Consigne 1: Reproduisez le passage du texte sur Monaco et Saint-Étienne compris entre « A l’issue de » et « abondance de biens. », ces deux extraits inclus.
Consigne 2: Poursuivez le texte sur Monaco et Saint-Étienne à la suite de sa dernière phrase.

═════ Texte fourni

A l’issue de l’entraînement, Leduc avait déjà quelques certitudes : deux de ses nouvelles recrues, Yvon Douis (ex-Le Havre) et Marcel Artelesa (ex-Troyes) seront alignées d’entrée contre les Verts, respectivement aux postes d’avant-centre et de demi droit. En revanche, les nouveaux Sud-Américains Cobas et Dibot, encore jugés à court de forme, seront laissés au repos. Enfin, l’indécision demeure pour le poste de gardien de but. Yvan Garofalo, le gardien titulaire est menacé par le jeune Jean-Claude Hernandez, excellent au tournoi de New York. Décidément, à Monaco, Leduc va devoir faire face à une abondance de biens.
A Saint-Etienne, Guérin n’a pris l’équipe en mains que depuis quelques jours et pourtant, l’entente semble déjà parfaite. René Domingo pressent déjà « qu’avec Guérin, le moral de l’équipe sera beaucoup plus élevé. » Pour faciliter la tâche de son nouvel entraîneur, le capitaine stéphanois a accepté de jouer arrière alors qu’il tenait depuis plusieurs années le poste de demi droit. Tout un symbole.

══════════
═════ Données enregistrées

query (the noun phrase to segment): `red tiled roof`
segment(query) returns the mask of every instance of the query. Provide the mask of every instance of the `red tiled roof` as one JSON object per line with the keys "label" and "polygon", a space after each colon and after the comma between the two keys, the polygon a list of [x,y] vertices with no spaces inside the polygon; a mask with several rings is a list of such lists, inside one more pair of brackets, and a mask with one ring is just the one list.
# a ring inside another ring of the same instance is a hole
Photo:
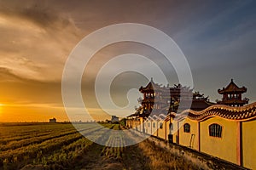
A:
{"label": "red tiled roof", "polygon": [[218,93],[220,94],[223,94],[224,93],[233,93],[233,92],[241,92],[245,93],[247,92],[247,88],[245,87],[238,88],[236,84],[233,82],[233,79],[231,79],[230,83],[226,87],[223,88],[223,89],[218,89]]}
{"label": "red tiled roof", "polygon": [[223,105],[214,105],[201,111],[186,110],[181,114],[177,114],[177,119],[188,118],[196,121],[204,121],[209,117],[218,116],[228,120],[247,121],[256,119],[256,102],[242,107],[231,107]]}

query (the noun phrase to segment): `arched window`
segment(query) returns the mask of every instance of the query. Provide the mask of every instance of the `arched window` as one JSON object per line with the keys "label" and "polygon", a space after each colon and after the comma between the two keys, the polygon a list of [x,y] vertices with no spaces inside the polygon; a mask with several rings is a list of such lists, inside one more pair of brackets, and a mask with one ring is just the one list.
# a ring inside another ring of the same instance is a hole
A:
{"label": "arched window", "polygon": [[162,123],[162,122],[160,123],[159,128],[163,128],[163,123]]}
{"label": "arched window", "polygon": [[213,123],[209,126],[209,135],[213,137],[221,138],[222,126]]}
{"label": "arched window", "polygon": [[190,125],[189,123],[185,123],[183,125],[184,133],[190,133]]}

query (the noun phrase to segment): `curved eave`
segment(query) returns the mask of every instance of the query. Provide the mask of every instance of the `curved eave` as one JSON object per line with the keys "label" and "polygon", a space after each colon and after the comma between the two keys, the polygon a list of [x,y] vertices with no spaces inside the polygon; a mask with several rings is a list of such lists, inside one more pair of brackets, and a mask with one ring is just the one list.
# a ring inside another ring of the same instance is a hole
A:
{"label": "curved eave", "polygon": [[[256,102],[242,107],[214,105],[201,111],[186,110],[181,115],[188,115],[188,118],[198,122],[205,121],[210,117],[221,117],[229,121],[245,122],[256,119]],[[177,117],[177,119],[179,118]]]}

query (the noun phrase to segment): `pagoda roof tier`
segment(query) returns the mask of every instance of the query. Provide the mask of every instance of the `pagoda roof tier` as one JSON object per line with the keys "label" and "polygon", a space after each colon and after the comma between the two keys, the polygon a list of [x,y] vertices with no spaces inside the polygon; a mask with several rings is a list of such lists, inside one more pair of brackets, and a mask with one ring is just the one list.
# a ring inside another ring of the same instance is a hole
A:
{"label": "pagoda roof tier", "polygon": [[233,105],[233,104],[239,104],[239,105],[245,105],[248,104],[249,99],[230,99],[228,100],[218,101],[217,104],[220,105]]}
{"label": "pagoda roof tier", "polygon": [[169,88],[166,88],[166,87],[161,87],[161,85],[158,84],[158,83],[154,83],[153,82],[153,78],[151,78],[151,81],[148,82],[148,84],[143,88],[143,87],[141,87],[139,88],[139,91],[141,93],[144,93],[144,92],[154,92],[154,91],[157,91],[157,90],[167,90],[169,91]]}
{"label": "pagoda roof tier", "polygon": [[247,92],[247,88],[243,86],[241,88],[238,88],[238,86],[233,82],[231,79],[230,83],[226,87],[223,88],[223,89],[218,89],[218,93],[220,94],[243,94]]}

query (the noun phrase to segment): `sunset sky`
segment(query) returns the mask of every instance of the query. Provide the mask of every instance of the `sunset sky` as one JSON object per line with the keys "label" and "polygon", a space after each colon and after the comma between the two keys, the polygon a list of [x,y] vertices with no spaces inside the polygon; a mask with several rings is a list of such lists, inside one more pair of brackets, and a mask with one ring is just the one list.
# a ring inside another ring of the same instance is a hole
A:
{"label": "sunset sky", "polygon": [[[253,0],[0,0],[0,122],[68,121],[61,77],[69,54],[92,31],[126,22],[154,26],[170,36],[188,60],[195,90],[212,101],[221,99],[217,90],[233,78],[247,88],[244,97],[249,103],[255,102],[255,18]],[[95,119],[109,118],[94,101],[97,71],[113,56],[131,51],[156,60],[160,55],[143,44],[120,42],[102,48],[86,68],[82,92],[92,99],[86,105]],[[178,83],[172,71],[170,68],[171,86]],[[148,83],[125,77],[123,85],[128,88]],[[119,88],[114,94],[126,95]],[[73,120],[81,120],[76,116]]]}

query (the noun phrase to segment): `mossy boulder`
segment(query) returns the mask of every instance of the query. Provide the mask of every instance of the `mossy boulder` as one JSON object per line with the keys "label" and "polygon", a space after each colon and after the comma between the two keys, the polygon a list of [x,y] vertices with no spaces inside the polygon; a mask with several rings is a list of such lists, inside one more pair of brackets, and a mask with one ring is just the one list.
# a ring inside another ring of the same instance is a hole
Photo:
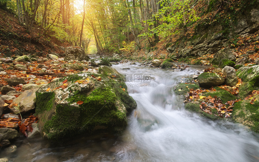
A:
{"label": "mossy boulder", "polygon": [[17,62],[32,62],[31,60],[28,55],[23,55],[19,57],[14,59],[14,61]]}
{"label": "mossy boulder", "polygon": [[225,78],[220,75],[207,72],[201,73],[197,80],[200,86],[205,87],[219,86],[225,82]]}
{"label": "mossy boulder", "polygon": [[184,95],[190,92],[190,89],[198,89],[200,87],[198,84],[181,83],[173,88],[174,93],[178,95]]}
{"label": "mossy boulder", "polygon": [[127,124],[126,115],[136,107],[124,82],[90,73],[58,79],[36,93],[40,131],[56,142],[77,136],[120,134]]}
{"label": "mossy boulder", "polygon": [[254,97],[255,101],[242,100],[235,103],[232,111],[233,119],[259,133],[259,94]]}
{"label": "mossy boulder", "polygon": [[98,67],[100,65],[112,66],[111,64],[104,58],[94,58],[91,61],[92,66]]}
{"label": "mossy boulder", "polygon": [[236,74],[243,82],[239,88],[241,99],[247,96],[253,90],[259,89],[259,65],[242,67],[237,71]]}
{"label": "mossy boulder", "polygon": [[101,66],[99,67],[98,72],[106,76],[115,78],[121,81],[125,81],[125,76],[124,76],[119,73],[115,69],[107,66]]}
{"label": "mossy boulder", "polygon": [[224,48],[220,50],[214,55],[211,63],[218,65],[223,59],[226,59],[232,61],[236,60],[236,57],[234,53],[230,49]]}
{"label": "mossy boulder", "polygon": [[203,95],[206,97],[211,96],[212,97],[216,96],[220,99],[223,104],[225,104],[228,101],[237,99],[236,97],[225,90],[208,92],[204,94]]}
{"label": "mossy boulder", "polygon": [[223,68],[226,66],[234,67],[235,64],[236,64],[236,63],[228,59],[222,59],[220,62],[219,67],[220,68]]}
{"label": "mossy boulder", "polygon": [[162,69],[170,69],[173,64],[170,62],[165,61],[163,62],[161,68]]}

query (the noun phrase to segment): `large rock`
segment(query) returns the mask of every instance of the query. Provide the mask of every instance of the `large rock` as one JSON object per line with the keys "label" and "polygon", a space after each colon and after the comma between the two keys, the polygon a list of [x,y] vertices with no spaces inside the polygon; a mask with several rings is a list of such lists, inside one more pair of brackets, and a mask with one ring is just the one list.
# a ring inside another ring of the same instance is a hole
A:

══════════

Réponse 1:
A l’issue de l’entraînement, Leduc avait déjà quelques certitudes : deux de ses nouvelles recrues, Yvon Douis (ex-Le Havre) et Marcel Artelesa (ex-Troyes) seront alignées d’entrée contre les Verts, respectivement aux postes d’avant-centre et de demi droit. En revanche, les nouveaux Sud-Américains Cobas et Dibot, encore jugés à court de forme, seront laissés au repos. Enfin, l’indécision demeure pour le poste de gardien de but. Yvan Garofalo, le gardien titulaire est menacé par le jeune Jean-Claude Hernandez, excellent au tournoi de New York. Décidément, à Monaco, Leduc va devoir faire face à une abondance de biens.

Réponse 2:
L’absence de Raymond Kaelbel
Ce dimanche 20 août, le premier match officiel entre Monaco et Saint-Etienne connaît son préambule dans le couloir des vestiaires du stade Louis-II. A la surprise générale, au coup d’envoi, Raymond Kaelbel ne figure pas sur le terrain. L’international français vient en effet de demander à ses dirigeants de le placer sur la liste des transferts. L’arrière monégasque craint en effet de devoir se contenter d’un rôle de remplaçant, ce dont il ne peut se satisfaire.
Guérin souffre le martyr
A Saint-Etienne, Henri Guérin est bien présent mais il souffre terriblement de son déplacement discal. Malgré ses souffrances, il a tenu à accompagner ses joueurs en Principauté. A son arrivée à Monaco, il a demandé qu’on lui administre deux piqûres pour qu’il puisse accompagner ses joueurs jusqu’au stade Louis-II.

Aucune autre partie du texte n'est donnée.